[Point-based annotation data]
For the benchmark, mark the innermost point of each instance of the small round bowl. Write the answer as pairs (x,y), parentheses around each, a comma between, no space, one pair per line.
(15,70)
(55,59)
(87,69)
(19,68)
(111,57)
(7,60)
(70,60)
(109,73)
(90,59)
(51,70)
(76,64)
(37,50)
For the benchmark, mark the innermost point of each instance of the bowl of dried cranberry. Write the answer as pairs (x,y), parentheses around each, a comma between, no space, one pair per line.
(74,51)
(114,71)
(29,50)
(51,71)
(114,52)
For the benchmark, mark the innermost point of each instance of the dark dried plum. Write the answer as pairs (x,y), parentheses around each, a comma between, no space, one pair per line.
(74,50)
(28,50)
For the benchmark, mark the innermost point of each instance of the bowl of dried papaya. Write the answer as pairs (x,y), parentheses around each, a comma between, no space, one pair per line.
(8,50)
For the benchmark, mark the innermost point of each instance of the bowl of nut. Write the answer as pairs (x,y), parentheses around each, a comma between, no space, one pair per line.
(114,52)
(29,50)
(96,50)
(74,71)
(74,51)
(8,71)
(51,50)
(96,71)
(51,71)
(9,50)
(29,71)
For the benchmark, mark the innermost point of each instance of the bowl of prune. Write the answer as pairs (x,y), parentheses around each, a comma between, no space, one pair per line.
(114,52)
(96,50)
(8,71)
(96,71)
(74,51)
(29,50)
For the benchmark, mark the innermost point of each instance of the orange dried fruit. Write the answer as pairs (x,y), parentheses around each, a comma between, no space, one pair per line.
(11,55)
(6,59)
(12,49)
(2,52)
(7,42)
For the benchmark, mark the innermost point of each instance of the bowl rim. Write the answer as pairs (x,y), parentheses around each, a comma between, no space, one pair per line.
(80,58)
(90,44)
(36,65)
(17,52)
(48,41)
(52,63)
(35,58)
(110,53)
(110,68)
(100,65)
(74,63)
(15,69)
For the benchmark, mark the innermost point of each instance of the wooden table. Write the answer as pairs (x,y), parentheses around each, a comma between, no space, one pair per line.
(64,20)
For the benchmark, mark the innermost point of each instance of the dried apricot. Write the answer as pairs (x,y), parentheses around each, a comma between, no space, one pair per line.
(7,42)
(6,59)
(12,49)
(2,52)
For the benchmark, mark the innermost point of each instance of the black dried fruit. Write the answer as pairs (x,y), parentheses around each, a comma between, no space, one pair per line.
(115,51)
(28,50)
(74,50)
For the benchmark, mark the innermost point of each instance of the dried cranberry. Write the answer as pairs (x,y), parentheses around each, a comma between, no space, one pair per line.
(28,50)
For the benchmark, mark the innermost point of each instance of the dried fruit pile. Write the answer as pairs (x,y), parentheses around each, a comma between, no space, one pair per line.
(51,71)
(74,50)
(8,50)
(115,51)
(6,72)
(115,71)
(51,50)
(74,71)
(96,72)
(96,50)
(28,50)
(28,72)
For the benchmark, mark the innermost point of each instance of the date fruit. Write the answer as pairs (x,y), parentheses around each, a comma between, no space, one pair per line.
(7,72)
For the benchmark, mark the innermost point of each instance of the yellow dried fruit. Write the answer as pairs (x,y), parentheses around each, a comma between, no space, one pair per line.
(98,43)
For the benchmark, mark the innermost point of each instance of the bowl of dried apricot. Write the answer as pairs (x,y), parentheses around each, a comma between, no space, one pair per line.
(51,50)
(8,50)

* What you need to do: Copy out every line from the one with "of the yellow" through the last line, leaving everything the same except that each x and y coordinate is increased by 38.

* Answer to this exercise:
For the benchmark, mark the innermost point of each instance of the yellow dried fruit. Write the answer as pairs (x,y), parentheses around each, a comma between, no space, one pair per line.
(136,81)
For the benchmark, mark the innermost point of each instance of the bowl of dried apricot. Write the answer as pairs (x,y), parentheses around each, a comma between, no space, one pair per line.
(89,88)
(46,88)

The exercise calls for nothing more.